■ GOAL ■
Convert the entries starting with the line that contains "wooden door on this photo." and going on through the line that contains "<point>143,697</point>" into a numbered list with blank lines omitted.

------ DATA LISTING ------

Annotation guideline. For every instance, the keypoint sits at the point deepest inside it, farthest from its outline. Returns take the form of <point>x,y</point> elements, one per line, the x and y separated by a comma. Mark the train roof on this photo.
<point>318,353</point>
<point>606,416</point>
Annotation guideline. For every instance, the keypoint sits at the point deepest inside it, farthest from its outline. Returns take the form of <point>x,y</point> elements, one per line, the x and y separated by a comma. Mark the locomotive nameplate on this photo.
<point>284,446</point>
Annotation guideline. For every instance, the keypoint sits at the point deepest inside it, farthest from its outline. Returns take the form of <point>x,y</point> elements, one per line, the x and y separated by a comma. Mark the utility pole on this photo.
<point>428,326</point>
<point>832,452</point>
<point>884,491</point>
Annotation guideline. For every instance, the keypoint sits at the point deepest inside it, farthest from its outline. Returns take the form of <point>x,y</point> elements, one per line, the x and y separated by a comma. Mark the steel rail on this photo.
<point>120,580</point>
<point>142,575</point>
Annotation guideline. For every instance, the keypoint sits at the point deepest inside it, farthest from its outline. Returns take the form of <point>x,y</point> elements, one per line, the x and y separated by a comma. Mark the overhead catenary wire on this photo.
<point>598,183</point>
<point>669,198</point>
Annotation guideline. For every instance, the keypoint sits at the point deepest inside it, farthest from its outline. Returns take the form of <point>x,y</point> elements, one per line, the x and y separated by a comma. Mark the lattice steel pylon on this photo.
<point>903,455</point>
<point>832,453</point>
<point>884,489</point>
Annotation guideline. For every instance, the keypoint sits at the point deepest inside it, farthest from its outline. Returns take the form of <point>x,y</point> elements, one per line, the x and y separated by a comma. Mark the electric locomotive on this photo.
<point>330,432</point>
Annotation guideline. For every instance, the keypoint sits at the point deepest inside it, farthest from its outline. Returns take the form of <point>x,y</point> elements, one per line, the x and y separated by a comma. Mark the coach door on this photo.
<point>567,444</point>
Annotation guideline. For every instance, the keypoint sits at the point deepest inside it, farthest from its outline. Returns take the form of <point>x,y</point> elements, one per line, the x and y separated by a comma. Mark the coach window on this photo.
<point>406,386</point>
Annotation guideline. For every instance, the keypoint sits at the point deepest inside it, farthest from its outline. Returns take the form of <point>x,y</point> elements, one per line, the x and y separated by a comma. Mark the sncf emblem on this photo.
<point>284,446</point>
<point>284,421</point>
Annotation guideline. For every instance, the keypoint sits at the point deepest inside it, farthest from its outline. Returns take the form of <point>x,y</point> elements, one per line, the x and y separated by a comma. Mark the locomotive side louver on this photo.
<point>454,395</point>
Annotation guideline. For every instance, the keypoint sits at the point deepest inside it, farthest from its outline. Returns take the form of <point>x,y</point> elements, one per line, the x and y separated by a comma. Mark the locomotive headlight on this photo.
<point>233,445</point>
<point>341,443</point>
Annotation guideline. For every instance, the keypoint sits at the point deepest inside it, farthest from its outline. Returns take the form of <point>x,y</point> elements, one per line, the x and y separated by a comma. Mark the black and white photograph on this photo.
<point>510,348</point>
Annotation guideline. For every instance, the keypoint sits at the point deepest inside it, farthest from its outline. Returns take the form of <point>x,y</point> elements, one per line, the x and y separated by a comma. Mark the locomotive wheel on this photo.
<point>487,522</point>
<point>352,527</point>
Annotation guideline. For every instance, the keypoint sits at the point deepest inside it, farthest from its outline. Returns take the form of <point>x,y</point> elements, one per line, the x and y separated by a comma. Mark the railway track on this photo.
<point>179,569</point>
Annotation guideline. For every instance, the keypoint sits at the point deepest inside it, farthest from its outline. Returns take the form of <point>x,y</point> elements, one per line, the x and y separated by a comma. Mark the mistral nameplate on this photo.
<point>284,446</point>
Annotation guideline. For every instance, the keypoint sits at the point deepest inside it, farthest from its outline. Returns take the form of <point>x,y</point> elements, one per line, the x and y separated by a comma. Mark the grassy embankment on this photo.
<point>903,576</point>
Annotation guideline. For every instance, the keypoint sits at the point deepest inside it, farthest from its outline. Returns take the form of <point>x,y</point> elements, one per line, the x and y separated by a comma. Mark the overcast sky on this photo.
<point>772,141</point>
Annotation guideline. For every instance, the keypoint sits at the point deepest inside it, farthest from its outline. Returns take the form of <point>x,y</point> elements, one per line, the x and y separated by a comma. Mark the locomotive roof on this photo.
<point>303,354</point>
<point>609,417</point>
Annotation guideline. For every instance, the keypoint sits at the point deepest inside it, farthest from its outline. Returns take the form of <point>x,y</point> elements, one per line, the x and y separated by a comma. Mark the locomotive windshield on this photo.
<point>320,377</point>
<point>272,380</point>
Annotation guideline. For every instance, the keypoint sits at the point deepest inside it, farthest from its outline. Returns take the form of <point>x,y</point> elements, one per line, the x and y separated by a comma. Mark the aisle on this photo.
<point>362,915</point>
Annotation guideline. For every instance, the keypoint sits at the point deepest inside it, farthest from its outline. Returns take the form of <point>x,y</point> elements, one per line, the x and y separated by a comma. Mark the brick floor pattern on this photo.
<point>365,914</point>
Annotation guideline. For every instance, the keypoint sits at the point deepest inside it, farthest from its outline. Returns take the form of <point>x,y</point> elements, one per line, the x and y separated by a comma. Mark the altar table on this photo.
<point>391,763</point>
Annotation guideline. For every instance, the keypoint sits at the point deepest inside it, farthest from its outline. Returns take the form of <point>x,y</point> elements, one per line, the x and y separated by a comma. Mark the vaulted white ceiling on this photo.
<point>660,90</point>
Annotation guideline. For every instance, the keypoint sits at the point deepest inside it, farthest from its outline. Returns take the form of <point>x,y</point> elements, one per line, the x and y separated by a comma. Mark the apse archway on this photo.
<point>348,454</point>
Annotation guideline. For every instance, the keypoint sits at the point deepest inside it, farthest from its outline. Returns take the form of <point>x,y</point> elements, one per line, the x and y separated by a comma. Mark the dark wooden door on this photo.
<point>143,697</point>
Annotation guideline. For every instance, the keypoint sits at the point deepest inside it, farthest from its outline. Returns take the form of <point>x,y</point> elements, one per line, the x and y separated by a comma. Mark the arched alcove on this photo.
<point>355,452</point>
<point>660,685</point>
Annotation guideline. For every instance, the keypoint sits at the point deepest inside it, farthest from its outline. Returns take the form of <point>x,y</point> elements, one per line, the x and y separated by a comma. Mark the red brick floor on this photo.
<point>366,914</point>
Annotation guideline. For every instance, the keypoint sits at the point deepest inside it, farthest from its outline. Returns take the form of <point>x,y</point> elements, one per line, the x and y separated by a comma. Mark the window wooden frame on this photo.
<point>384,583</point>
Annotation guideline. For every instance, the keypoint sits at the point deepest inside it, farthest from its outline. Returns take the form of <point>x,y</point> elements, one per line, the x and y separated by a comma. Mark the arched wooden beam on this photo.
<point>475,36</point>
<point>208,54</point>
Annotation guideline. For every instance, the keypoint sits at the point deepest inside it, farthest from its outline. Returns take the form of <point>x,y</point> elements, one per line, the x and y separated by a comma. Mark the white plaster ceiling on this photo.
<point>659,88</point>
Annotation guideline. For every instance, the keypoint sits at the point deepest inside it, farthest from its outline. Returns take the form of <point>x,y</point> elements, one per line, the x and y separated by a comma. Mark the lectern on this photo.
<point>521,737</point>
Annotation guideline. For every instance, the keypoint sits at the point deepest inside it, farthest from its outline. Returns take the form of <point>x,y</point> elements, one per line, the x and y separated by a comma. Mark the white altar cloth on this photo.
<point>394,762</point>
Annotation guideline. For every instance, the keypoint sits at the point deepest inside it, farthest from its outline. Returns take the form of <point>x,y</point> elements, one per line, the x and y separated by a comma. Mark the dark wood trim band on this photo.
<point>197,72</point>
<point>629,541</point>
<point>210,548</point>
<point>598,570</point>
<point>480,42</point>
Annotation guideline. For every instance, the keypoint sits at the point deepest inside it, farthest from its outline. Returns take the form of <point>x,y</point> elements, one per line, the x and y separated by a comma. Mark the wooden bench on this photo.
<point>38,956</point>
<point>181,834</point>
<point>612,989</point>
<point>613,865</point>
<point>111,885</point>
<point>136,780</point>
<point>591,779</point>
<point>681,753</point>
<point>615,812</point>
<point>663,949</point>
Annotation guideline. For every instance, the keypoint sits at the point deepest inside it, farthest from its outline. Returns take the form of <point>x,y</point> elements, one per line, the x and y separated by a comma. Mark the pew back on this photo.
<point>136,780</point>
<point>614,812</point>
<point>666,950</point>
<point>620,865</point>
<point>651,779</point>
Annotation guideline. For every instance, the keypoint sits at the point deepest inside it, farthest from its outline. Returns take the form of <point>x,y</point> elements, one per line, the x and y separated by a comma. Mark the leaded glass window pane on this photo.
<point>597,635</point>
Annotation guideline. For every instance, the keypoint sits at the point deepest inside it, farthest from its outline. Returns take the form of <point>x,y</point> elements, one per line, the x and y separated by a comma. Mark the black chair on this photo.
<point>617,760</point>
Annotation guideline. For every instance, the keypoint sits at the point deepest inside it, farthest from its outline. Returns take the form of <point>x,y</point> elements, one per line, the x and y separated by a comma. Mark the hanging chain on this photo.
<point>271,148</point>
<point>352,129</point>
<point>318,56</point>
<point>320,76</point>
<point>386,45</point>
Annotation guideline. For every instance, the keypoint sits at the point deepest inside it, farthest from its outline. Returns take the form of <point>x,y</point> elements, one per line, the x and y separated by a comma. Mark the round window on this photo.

------

■ FULL OUTPUT ■
1. Annotation guideline. For every instance, the keypoint sits at the point deepest inside it, farthest from its outline. Returns take the form of <point>x,y</point> elements, one per line, the x and y separated by a comma. Mark the dark wooden door on this photo.
2. <point>143,697</point>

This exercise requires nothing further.